Given exercise 1 -
Lay out the stretch of the listing from the line containing "Pass this photo to locate to point out the gray t-shirt" through the line containing "x=1124, y=623" as a Markdown table with the columns No. and Line, one row per line and blank lines omitted.

==== Page excerpt

December 14th, 2006 at 5:17 am
I kinda like where you’re going here. I spent most of yesterday evening thinking about the concept of a distributed self, and basically came to the conclusion that ‘What are the components of the self?’ is an EXCELLENT question.
I can relate an experience similar to the one you describe, driving one night through the town of Salisbury (like that’s relevant, except that it has the most insanely preternatural cathedral spire and Stonehenge sleeps just down the road) - I felt unnaturally aware of my surroundings, and the usual traffic jam just seemed to part around me - really trippy.
Are these experiences common in mystical traditions, I wonder? Is this an astral-plane kinda thing?
Did it feel like you still had a particular point of view?
I fear, however, you’re hinting at the feeling of being a character in a tale. My personal experience of that one is that there’s an effin’ big hole in the ground down that road.
December 14th, 2006 at 8:03 am
What is life but a collection of stories told about itself?
December 14th, 2006 at 10:04 am
Tom O’Bedlam in The Invisibles said “The soul is not inside the body, the body is inside the soul.”
I believe the topic of this post is connected to the alchemical flask or egg, because of the analogous qualities of the experience and because I first experienced this mind/body inversion while reading an alchemy text by Adiramled.
December 14th, 2006 at 10:38 am
What you experienced is called “beginner’s mind” in Zen. Actually it is the whole point of spiritual practice to experience the spaciousness you felt. This spaciousness puts your whole attention in the present moment rather than the “stories” or narrative we mainly live in. We experience the world and our bodies “in our head” as part of an ongoing story of “me”. Spiritual practices can point us to being completely here to the world as it is rather than mediated through a story–at the same time these practices also make us aware of our stories as if they were just another phenomenum no better or worse than a rose or the liquid eyes of our lover.

========
==== Provided entries

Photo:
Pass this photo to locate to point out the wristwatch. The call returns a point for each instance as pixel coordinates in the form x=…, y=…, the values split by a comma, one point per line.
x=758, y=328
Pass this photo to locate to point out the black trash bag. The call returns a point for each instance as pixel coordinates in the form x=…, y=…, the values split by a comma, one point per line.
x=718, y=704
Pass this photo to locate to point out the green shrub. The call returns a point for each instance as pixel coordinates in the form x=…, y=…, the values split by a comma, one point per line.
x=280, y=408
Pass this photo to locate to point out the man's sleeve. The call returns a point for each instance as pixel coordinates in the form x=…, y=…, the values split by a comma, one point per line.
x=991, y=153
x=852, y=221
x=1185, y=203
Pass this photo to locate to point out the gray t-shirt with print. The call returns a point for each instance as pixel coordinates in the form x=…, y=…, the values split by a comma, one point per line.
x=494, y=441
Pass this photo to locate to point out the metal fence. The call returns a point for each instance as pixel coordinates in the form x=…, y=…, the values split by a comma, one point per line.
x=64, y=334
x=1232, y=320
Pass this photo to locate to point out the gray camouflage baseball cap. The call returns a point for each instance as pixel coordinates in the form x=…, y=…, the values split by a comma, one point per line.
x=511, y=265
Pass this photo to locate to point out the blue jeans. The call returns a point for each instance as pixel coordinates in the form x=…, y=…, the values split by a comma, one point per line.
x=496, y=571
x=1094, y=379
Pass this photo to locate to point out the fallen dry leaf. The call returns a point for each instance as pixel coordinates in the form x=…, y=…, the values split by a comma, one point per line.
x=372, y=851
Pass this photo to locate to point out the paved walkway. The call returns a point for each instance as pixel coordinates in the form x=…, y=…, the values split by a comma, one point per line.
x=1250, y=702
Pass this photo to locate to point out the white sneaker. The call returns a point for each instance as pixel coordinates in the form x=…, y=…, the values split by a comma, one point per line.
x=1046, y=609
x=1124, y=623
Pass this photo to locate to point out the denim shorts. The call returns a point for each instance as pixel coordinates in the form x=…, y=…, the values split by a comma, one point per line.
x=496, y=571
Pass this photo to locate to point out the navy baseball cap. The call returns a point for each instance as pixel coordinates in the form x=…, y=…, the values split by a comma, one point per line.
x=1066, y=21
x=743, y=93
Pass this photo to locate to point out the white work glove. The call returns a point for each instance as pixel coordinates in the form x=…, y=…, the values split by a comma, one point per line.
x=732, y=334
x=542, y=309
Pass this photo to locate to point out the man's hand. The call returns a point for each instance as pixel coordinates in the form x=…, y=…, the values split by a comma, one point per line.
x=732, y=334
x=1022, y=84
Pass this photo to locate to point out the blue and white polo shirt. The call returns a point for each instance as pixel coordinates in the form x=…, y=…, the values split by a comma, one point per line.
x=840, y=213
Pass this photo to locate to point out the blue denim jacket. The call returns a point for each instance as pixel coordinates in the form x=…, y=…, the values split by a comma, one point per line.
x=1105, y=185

========

Given exercise 2 -
State whether each statement below agrees with the comment thread, answering yes or no and quoting the words that decide it:
(a) The comment posted at 5:17 am describes driving through Salisbury at night.
(b) The comment posted at 10:04 am attributes the line about the soul and the body to Tom O'Bedlam in The Invisibles.
(c) The comment posted at 10:38 am says the experience is called "beginner's mind" in alchemy.

Full response 1 -
| No. | Line |
|---|---|
| 1 | Pass this photo to locate to point out the gray t-shirt with print. The call returns a point for each instance as pixel coordinates in the form x=…, y=…, the values split by a comma, one point per line. |
| 2 | x=494, y=441 |
| 3 | Pass this photo to locate to point out the metal fence. The call returns a point for each instance as pixel coordinates in the form x=…, y=…, the values split by a comma, one point per line. |
| 4 | x=64, y=334 |
| 5 | x=1232, y=320 |
| 6 | Pass this photo to locate to point out the gray camouflage baseball cap. The call returns a point for each instance as pixel coordinates in the form x=…, y=…, the values split by a comma, one point per line. |
| 7 | x=511, y=265 |
| 8 | Pass this photo to locate to point out the blue jeans. The call returns a point for each instance as pixel coordinates in the form x=…, y=…, the values split by a comma, one point per line. |
| 9 | x=496, y=571 |
| 10 | x=1094, y=379 |
| 11 | Pass this photo to locate to point out the fallen dry leaf. The call returns a point for each instance as pixel coordinates in the form x=…, y=…, the values split by a comma, one point per line. |
| 12 | x=372, y=851 |
| 13 | Pass this photo to locate to point out the paved walkway. The call returns a point for each instance as pixel coordinates in the form x=…, y=…, the values split by a comma, one point per line. |
| 14 | x=1250, y=702 |
| 15 | Pass this photo to locate to point out the white sneaker. The call returns a point for each instance as pixel coordinates in the form x=…, y=…, the values split by a comma, one point per line. |
| 16 | x=1046, y=609 |
| 17 | x=1124, y=623 |

Full response 2 -
(a) Yes: "driving one night through the town of Salisbury"
(b) Yes: "Tom O’Bedlam in The Invisibles said “The soul is not inside the body, the body is inside the soul.”"
(c) No: "What you experienced is called “beginner’s mind” in Zen."